+++ Text under study +++

My mother’s first marriage occurred in China and there was no such tradition for a woman to change her surname after the marriage. So she kept her maiden name for years when she was married to my father. When she got remarried a few years ago in Nashville, Tennessee, we all asked her if she was going to change her name. “No.” She answered, “I published too many academic research papers. Changing my name could hurt my career.”

We all understand that as a researcher, her reputation in the field is everything she has. Being said, after two marriages, my mother still keeps her maiden name. So here you go, a family of three (me, my mother, and my step father) has three last names.

Most of us don’t have the same problem like my mother did especially if we wed at a younger age. Many of my co-workers who hold senior positions within the company don’t have problems after their names are changed. People adapt to their new names after a few months and life goes on.

Whether to change your last name is a very personal choice. I think my mother made a right decision to keep her last name since the hardcopies of the research papers she wrote in every library will not get changed ever again. As a bonus, I am a grown child and she doesn’t have to take me to the hospital and being questioned by the nurses anymore.

+++ Data to examine +++

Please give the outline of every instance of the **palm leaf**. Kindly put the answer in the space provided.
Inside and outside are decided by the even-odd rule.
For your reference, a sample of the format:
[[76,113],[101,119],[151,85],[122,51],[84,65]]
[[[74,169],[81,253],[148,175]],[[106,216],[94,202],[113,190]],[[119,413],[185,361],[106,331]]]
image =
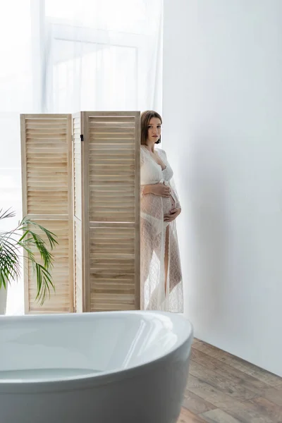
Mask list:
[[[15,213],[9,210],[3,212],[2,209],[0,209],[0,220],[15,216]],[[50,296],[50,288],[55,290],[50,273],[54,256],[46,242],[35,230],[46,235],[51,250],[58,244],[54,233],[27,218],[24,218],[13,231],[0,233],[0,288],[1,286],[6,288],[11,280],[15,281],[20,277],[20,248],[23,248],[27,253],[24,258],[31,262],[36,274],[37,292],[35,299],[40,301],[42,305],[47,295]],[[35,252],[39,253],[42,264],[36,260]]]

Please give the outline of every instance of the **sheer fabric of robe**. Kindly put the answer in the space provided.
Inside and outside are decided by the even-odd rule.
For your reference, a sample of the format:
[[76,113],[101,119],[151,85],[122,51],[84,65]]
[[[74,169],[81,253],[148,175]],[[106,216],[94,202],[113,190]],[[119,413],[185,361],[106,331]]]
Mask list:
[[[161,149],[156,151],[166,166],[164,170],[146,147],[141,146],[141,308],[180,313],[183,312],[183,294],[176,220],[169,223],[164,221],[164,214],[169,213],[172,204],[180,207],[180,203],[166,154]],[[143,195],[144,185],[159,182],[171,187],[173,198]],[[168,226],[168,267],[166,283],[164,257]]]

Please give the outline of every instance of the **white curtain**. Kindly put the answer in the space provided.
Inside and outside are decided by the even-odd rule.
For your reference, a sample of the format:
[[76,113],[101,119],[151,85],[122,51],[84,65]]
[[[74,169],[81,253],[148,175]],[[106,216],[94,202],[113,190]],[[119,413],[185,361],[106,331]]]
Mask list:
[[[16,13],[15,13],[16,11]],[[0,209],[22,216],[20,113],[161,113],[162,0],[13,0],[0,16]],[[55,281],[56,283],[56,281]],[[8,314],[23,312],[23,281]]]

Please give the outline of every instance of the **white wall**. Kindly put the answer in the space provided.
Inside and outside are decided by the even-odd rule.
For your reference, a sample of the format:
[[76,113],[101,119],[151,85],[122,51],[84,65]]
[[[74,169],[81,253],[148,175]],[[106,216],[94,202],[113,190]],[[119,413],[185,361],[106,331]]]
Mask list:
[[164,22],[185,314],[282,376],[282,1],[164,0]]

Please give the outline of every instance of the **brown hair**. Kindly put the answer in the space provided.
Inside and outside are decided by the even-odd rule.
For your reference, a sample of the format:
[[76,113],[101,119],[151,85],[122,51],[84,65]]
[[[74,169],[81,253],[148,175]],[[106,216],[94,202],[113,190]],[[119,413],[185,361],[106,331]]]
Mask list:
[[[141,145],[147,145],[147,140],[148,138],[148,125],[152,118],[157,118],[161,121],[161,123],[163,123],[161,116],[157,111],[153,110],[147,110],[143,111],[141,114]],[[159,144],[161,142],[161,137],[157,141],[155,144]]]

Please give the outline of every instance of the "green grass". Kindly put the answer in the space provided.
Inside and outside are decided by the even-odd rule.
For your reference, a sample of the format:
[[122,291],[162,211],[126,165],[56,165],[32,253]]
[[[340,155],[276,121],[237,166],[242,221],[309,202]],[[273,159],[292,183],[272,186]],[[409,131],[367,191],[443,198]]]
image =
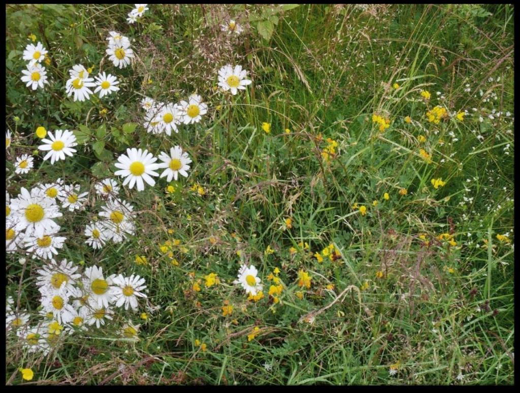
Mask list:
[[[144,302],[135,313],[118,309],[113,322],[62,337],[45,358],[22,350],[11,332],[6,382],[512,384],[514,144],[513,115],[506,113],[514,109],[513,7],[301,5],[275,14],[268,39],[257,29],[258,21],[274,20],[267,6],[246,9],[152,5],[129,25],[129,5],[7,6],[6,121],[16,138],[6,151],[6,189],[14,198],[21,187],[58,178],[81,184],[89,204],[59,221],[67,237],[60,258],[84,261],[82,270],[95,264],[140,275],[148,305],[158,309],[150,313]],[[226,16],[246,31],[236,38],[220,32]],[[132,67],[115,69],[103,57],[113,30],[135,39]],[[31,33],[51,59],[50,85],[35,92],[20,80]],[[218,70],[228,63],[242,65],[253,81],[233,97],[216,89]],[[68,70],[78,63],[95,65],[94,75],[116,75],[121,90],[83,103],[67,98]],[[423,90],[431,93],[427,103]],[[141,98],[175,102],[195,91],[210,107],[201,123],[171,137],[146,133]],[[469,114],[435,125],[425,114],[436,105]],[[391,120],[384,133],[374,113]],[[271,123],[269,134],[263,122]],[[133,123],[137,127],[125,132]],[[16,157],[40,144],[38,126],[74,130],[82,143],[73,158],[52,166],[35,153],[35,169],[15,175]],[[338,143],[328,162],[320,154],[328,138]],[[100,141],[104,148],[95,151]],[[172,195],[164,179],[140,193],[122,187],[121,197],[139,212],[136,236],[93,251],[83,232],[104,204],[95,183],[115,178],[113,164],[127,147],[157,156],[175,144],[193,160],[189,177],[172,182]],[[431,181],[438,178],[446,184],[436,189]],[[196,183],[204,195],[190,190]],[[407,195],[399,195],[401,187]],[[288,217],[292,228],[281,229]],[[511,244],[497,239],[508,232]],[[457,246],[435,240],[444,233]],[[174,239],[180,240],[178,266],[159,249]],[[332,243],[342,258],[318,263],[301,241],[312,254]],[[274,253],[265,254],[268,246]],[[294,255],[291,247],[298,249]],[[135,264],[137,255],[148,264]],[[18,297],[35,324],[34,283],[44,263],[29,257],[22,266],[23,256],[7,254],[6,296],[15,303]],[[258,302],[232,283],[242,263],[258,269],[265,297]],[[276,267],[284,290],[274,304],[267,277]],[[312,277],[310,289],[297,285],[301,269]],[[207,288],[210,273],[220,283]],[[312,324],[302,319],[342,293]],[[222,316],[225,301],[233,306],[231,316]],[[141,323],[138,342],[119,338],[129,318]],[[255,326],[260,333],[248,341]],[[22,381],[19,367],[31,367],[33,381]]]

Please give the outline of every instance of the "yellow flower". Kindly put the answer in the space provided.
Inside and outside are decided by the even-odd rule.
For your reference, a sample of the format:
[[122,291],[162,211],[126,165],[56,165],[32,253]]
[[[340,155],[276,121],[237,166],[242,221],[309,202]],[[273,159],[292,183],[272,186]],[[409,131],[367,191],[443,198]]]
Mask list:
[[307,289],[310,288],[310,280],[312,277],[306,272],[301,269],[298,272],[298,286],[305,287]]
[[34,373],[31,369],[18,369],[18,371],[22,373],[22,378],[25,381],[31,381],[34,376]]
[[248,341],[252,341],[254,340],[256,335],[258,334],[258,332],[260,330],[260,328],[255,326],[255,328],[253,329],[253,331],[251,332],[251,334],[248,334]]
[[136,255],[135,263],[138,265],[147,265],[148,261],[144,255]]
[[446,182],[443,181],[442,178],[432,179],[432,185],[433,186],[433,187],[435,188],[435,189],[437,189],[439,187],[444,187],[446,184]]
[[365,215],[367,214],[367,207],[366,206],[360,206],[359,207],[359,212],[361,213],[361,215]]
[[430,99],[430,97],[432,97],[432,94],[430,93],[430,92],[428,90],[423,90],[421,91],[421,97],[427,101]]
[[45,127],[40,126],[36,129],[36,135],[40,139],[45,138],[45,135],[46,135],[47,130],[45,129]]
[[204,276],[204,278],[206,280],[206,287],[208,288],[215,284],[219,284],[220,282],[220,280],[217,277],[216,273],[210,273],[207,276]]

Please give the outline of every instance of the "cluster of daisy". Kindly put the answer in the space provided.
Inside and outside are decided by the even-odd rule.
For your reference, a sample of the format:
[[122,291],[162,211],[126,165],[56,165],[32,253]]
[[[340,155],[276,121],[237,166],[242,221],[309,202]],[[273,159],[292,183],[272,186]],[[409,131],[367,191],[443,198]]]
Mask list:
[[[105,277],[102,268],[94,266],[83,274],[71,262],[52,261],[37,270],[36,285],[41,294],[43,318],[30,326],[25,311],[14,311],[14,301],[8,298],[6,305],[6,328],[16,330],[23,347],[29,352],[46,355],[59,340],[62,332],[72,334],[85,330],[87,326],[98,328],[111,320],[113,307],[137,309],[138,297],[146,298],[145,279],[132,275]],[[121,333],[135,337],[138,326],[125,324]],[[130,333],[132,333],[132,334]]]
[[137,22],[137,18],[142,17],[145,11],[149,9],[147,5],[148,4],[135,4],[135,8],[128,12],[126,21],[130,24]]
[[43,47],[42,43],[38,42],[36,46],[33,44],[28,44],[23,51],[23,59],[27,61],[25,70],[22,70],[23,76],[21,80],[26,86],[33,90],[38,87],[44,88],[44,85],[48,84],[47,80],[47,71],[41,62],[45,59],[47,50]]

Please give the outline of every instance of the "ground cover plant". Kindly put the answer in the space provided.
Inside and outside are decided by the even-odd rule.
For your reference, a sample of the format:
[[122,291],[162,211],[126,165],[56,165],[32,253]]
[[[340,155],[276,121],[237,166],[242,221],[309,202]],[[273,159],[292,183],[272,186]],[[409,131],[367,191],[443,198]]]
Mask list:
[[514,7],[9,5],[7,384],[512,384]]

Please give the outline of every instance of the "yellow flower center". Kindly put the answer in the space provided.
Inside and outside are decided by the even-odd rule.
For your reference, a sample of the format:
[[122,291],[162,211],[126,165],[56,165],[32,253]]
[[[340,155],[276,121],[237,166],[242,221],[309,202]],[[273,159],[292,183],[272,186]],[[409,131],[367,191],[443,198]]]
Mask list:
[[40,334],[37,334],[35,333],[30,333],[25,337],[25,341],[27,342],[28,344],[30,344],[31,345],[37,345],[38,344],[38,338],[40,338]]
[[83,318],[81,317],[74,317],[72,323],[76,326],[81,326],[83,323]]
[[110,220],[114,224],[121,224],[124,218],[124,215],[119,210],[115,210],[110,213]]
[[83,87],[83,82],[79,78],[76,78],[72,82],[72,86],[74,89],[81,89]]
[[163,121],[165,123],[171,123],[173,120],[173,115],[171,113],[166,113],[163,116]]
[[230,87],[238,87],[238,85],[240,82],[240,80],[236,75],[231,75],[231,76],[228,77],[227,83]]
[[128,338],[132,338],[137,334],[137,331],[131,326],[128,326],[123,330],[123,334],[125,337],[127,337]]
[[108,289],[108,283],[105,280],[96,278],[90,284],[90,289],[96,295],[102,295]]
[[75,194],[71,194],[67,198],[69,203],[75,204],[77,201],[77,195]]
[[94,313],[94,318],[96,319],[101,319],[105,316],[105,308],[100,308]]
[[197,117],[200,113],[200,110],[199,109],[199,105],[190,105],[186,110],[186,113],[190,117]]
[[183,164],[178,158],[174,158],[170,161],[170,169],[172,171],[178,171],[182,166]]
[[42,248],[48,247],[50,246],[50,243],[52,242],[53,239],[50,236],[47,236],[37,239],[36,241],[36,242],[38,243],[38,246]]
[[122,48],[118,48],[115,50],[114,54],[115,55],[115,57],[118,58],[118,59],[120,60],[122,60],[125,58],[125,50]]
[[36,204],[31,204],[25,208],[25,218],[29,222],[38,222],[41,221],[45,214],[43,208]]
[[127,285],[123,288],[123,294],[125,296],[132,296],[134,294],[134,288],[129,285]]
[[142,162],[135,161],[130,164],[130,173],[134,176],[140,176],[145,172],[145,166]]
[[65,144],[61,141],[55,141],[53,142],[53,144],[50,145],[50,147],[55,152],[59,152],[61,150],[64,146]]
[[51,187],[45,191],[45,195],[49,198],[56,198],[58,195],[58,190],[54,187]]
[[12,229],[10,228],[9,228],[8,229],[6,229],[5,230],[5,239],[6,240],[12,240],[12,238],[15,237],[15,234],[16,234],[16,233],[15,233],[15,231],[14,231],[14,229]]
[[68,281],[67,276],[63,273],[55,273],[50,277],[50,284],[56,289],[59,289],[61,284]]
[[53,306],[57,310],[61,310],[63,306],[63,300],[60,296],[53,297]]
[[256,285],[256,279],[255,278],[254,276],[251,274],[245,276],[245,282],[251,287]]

+++

• _List of tasks_:
1. In the text about keeping a maiden name, where did the mother get remarried?
2. Rewrite the part of the text about keeping a maiden name that starts with "Most of us don’t" and ends with "life goes on.", putting "colleagues" in place of "co-workers".
The collected data isn't needed here.

• _Answers for this exercise_:
1. In Nashville, Tennessee.

2.
Most of us don’t have the same problem like my mother did especially if we wed at a younger age. Many of my colleagues who hold senior positions within the company don’t have problems after their names are changed. People adapt to their new names after a few months and life goes on.